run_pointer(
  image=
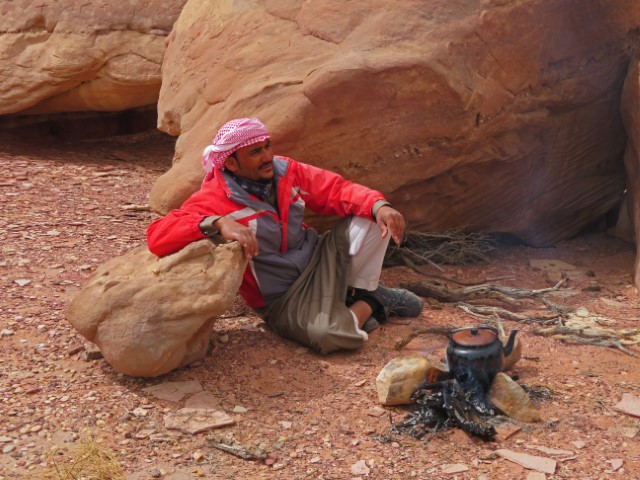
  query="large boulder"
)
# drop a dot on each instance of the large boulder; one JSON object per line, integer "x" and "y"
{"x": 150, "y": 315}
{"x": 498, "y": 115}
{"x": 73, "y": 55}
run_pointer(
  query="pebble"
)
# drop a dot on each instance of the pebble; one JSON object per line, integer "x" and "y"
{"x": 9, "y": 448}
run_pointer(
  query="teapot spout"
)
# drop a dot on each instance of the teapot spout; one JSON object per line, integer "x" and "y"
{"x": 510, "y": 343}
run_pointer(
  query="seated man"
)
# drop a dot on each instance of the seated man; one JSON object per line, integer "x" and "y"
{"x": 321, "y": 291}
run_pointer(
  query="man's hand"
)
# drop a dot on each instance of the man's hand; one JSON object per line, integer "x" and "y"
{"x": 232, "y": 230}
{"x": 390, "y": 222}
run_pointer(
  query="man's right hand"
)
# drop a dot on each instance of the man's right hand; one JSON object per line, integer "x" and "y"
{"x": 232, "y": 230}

▬▬▬▬▬▬▬▬▬▬

GIVEN EXERCISE
Reproduce all the items with each "drop a dot" swapped for "place a marker" and every other character untouched. Omit the pictures from your output.

FINAL RESULT
run_pointer(
  image=
  query="large boulder"
)
# place a marker on each instance of the large boulder; one JSON object per line, integer "x" and "y"
{"x": 150, "y": 315}
{"x": 498, "y": 115}
{"x": 73, "y": 55}
run_pointer(
  query="pebble"
)
# place a marker on each instance of the pebble; one JSON object per line, integer "x" and "y"
{"x": 9, "y": 448}
run_pointer(
  query="teapot spout"
)
# place a marker on each instance of the teapot spout; one JSON object per line, integer "x" and "y"
{"x": 510, "y": 343}
run_pointer(
  query="seated man"
)
# place a marker on each instance of the seated man; one JSON object per line, integer "x" and "y"
{"x": 321, "y": 291}
run_pointer(
  query="man's hand"
)
# place a marker on each instance of the man's hand; one JSON object per line, integer "x" and "y"
{"x": 232, "y": 230}
{"x": 390, "y": 222}
run_pointer(
  query="man's right hand"
)
# place a marker on each instance of the man's right hand; one JSON object per line, integer "x" and "y"
{"x": 232, "y": 230}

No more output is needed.